Excerpted passage =>
::::::::

It’s party time as US death toll nears 100,000
AMERICANS flocked outdoors over the holiday weekend to swim at beaches, party in pools and sunbathe in parks despite their country’s coronavirus death toll hurtling towards 100,000.
They thronged in numbers for Memorial Day weekend – normally a time when cemeteries across the nation fill with flags and ceremonies to remember those who died in US wars.
But social media videos captured anything but a sombre mood as people crowded on to beaches in Florida and other Gulf Coast states, forcing authorities to break up large gatherings.
Social distancing rules were blown out of the water at Missouri’s Lake of the Ozarks resort. Jodi Akins, who visited with friends for a pool party, told CNN: ‘When we walked up my first words were, “Oh my gosh”! Social distancing was non-existent.’ Another holidaymaker tweeted: ‘People are partying like they never partied in ages, lol.’
In Houston, city mayor Sylvester Turner ordered firefighters to enforce regulations. He said: ‘There are too many people who are coming together to go to clubs, bars and swimming pool parties, with no social distancing and no masks.

::::::::

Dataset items
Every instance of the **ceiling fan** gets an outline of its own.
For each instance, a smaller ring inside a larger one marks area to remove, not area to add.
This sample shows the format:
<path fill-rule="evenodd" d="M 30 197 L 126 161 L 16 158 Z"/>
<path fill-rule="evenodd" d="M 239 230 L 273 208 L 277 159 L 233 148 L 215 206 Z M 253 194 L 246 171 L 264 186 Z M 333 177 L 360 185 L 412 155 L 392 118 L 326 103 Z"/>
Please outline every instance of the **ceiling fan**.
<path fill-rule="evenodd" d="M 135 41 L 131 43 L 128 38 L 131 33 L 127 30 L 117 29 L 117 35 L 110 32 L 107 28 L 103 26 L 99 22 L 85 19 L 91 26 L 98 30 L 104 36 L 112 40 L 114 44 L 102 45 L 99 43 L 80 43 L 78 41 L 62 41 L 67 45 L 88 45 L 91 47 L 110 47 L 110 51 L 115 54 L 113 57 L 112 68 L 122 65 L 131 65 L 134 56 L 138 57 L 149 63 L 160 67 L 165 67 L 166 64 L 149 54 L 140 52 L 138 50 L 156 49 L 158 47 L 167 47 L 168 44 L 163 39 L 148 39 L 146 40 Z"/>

::::::::

Task description => Extract the part of the article on Memorial Day crowds, from "It’s party time" through "hurtling towards 100,000.", without changing it.

Exercise solution =>
It’s party time as US death toll nears 100,000
AMERICANS flocked outdoors over the holiday weekend to swim at beaches, party in pools and sunbathe in parks despite their country’s coronavirus death toll hurtling towards 100,000.